# The data:
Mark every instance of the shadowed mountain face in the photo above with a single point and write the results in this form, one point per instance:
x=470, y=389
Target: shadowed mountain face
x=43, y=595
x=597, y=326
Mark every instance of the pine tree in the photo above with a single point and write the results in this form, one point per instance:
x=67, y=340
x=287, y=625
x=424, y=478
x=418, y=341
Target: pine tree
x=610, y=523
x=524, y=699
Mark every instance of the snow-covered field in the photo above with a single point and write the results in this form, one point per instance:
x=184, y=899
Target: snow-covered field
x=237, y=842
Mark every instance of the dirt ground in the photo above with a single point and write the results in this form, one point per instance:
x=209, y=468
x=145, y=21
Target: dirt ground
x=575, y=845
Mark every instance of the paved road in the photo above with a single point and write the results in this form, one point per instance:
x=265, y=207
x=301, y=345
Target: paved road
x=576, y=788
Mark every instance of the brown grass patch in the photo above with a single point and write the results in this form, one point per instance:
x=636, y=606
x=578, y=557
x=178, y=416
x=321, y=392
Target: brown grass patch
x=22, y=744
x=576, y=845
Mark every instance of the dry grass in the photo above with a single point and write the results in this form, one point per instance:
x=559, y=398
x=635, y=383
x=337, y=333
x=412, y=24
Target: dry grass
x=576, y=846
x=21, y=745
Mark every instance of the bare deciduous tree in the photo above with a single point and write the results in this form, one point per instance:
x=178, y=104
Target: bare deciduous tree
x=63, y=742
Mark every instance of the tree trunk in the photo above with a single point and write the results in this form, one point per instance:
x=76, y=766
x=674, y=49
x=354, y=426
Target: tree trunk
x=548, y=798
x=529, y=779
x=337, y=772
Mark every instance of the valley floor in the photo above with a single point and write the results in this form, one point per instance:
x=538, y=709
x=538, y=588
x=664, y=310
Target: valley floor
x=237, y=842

# Direction:
Change "single point" to "single dot" throughout all the records and leave every other word as it is.

# In response:
Mark every instance of the shadowed mountain face in the photo above with a single dot and write the results in this form, one point per instance:
x=470, y=389
Target: shadowed mountain face
x=43, y=595
x=597, y=326
Mark every instance of the pine tree in the photo above with a single dot and write the results in this form, one point per instance:
x=67, y=340
x=287, y=625
x=424, y=478
x=418, y=341
Target: pine tree
x=610, y=523
x=524, y=699
Mark every instance of the snow-covered field in the photo above with a single dot and write the results in this form, one point per instance:
x=184, y=899
Target: snow-covered field
x=237, y=842
Mark every instance of the dirt ground in the photo above with a single dot and write the results in this form, one point per instance:
x=209, y=468
x=145, y=21
Target: dirt ground
x=575, y=845
Mark every instance of the paved road in the photo above with a single dot and write the results in this form, one point per instance:
x=265, y=207
x=301, y=345
Target: paved road
x=576, y=788
Mark every instance of the brown grass patch in the photo above with a single dot and write the results in this form, one point per instance:
x=636, y=606
x=578, y=557
x=178, y=416
x=321, y=392
Target: brown grass patch
x=22, y=744
x=576, y=845
Mark every instance of the dry grass in the photo above with a single dot and write the results in this form, one point per instance:
x=559, y=398
x=635, y=383
x=337, y=333
x=412, y=24
Target: dry grass
x=576, y=846
x=21, y=745
Mark every instance of the bare deciduous tree in the photo above with a single dot and write the results in this form, one point per instance:
x=178, y=104
Target: bare deciduous tree
x=63, y=742
Mark every instance of the tree trunk in the photo above with a single dot and write the results in this form, one point per instance:
x=76, y=766
x=674, y=49
x=354, y=426
Target: tree trunk
x=548, y=798
x=529, y=779
x=337, y=772
Mark every instance of the valley floor in the photo above with a single dot and write the results in this form, one point per instance:
x=538, y=709
x=538, y=588
x=664, y=310
Target: valley floor
x=237, y=842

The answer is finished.